Work to be completed:
Word for word, restate the line containing "Target: blond hair" and all the lines that come after it in the entries below. Include nothing from before it.

[Point-per-instance localization data]
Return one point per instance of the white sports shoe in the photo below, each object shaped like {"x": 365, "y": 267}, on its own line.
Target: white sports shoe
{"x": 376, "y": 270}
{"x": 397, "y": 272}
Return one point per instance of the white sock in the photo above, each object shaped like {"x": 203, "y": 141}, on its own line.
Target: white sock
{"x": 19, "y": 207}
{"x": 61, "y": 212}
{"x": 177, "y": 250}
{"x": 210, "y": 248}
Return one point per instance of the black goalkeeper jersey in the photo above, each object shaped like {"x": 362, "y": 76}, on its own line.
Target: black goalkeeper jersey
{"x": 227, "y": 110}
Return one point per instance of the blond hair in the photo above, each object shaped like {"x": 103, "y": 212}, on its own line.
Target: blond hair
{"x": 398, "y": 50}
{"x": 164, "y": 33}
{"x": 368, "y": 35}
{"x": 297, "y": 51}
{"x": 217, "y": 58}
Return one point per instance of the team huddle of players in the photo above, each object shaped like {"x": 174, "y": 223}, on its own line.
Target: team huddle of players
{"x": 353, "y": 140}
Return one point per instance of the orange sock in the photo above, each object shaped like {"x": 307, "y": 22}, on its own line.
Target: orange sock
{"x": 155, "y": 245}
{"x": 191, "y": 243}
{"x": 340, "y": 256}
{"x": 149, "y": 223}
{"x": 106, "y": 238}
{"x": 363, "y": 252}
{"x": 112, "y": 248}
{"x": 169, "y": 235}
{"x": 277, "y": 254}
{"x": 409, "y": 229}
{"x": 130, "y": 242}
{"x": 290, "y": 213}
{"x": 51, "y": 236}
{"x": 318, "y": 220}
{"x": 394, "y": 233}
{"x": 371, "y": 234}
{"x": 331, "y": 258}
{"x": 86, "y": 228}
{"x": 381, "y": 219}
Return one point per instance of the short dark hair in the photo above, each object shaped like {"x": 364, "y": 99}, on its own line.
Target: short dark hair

Output for this exercise:
Target: blond hair
{"x": 398, "y": 50}
{"x": 164, "y": 33}
{"x": 368, "y": 35}
{"x": 297, "y": 51}
{"x": 217, "y": 58}
Return one point per instance of the team huddle of players in the photo above, each object shaped like {"x": 174, "y": 223}, on its own line.
Target: team huddle of players
{"x": 353, "y": 140}
Return one point per instance of the orange sock in the photo above, each object shaped like {"x": 307, "y": 22}, on its own line.
Target: orange sock
{"x": 155, "y": 245}
{"x": 191, "y": 243}
{"x": 340, "y": 256}
{"x": 149, "y": 223}
{"x": 106, "y": 238}
{"x": 363, "y": 252}
{"x": 112, "y": 248}
{"x": 169, "y": 235}
{"x": 277, "y": 254}
{"x": 409, "y": 229}
{"x": 130, "y": 242}
{"x": 290, "y": 213}
{"x": 51, "y": 236}
{"x": 318, "y": 220}
{"x": 394, "y": 233}
{"x": 371, "y": 234}
{"x": 331, "y": 258}
{"x": 86, "y": 228}
{"x": 381, "y": 219}
Return one point per instance of the short dark hair in the photo above, each object shaped like {"x": 364, "y": 99}, on its own line.
Target: short dark hair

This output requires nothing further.